Supplied data:
━━━━━━━━━━

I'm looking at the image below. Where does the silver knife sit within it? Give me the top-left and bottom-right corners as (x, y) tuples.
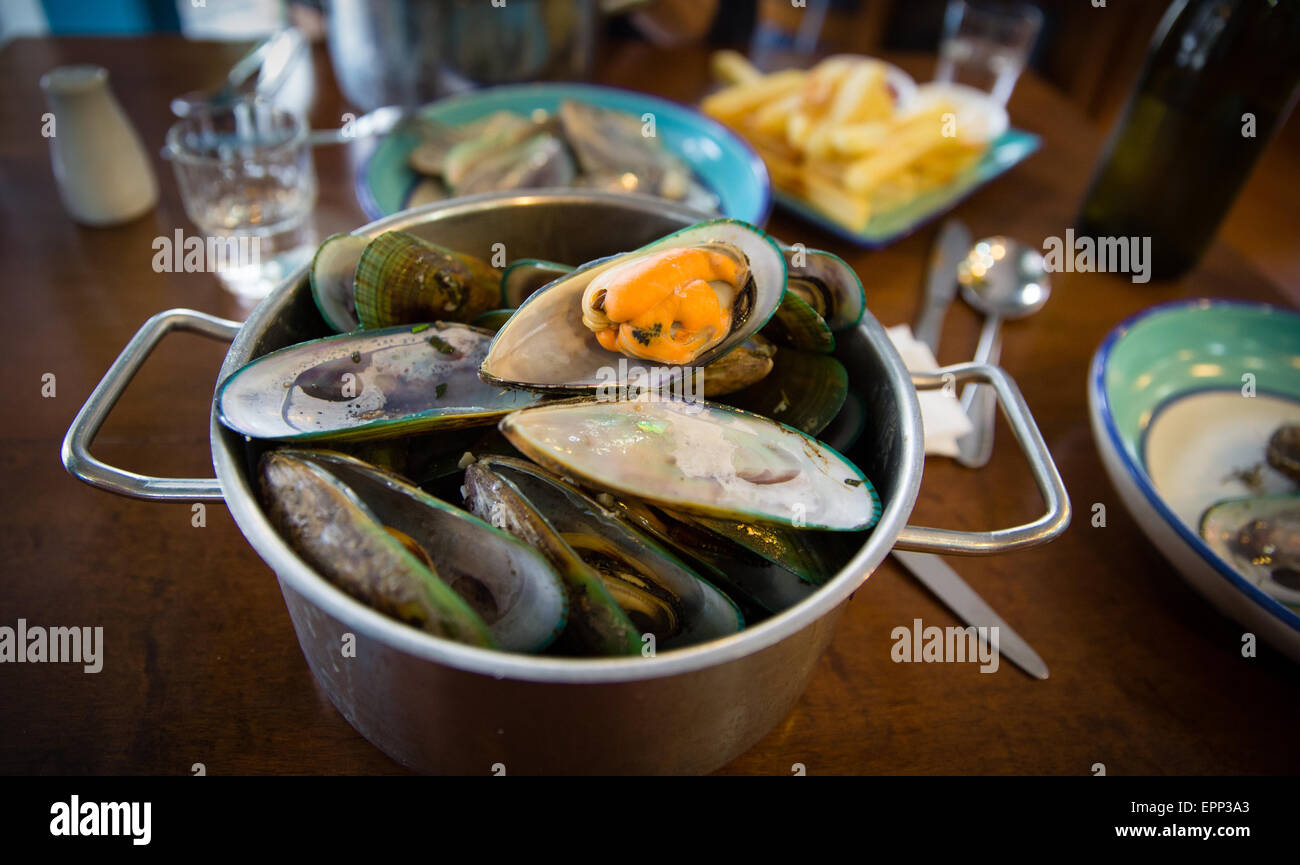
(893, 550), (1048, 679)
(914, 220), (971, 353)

━━━━━━━━━━

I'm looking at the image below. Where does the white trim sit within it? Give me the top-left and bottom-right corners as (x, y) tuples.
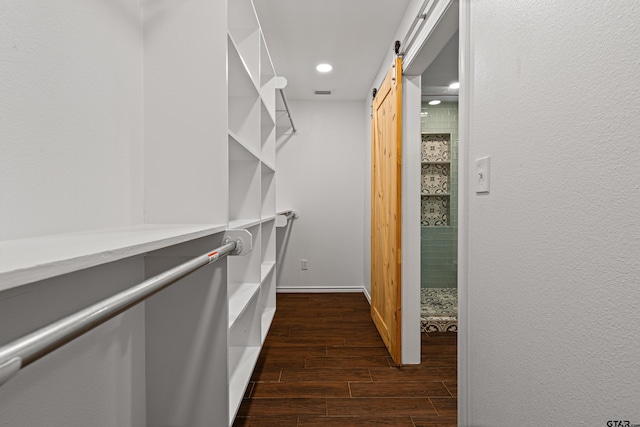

━━━━━━━━━━

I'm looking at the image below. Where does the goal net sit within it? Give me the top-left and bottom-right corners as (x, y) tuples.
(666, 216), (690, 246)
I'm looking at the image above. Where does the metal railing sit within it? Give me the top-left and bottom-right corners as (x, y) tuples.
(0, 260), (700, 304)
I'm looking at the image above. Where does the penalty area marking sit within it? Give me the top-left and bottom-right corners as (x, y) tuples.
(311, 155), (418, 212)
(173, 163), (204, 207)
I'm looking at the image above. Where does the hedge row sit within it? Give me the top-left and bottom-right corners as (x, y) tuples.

━━━━━━━━━━

Report, word for word, each line of the data above that contains the string "metal".

I'm looking at the image above. Where does the metal railing sit within it? Give me the top-left and bottom-right corners as (x, y) tuples.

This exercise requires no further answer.